Work item: Each line of the records that holds the word "skin" should be copied out.

Excerpted data:

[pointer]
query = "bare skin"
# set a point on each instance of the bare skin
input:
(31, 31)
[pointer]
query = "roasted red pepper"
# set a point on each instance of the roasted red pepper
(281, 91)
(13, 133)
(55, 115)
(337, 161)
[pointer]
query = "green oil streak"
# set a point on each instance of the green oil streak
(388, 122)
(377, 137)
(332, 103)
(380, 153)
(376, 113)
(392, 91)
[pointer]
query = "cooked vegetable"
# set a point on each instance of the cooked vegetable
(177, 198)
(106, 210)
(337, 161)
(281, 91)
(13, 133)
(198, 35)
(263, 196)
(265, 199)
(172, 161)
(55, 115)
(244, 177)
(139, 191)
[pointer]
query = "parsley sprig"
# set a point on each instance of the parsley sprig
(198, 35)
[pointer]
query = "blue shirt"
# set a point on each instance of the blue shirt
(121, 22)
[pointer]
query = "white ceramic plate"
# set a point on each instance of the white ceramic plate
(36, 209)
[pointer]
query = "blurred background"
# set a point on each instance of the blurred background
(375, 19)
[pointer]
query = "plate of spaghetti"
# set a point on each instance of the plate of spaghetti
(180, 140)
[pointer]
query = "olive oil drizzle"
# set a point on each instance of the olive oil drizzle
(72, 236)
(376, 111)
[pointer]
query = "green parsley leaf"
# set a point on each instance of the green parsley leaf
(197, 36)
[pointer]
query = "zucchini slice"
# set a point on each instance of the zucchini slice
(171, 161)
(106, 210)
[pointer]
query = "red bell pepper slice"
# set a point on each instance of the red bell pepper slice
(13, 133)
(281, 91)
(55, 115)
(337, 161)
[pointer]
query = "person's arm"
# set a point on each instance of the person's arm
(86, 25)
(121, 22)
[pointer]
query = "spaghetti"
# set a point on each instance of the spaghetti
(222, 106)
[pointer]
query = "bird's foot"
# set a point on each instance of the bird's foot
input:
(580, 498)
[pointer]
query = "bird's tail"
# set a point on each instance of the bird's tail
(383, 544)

Answer space:
query = "bare skin"
# set a point on each instance of the bare skin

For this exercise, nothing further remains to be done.